* PROBLEM DETAILS *
Repeat verbatim the passage of the dataset aggregation text that begins with "By Metadata Column" and ends with "like 'sample_id', 'ID', 'batch', etc.".

* EXCERPTED TEXT *

* START *

Define Aggregation at Dataset Level

from nirs4all.data import DatasetConfigs
from nirs4all.pipeline import PipelineRunner, PipelineConfigs
from nirs4all.visualization.predictions import PredictionAnalyzer
from sklearn.cross_decomposition import PLSRegression
from sklearn.model_selection import ShuffleSplit
from sklearn.preprocessing import MinMaxScaler

# Define dataset with aggregation column
dataset = DatasetConfigs(
    "path/to/spectra",
    aggregate="sample_id"  # Aggregate by sample_id column in metadata
)

# Define pipeline
pipeline = [
    MinMaxScaler(),
    ShuffleSplit(n_splits=3, test_size=0.25),
    {"model": PLSRegression(n_components=10)}
]

# Run pipeline
runner = PipelineRunner(verbose=1)
predictions, _ = runner.run(PipelineConfigs(pipeline, "PLS"), dataset)

# Create analyzer with same aggregate setting
analyzer = PredictionAnalyzer(predictions, default_aggregate=runner.last_aggregate)

# All plots now use aggregation by default
fig = analyzer.plot_top_k(k=5)  # Automatically aggregated by sample_id

Aggregation Methods

By Metadata Column (Recommended)

Use a column from your metadata file to group samples:

# Metadata file should contain a column like 'sample_id', 'ID', 'batch', etc.
dataset = DatasetConfigs("path/to/data", aggregate="sample_id")

By Target Values

For classification tasks, aggregate by target class:

# Aggregate spectra sharing the same target value
dataset = DatasetConfigs("path/to/data", aggregate=True)

Via Config Dictionary

When using configuration dictionaries:

config = {
    "train_x": "data/spectra.csv",
    "train_y": "data/targets.csv",
    "train_m": "data/metadata.csv",  # Contains 'sample_id' column
    "aggregate": "sample_id"

* END *

* GIVEN MATERIAL *
* START *

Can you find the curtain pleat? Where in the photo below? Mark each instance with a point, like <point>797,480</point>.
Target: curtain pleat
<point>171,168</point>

* END *

* ANSWER FOR THIS EXERCISE *
By Metadata Column (Recommended)

Use a column from your metadata file to group samples:

# Metadata file should contain a column like 'sample_id', 'ID', 'batch', etc.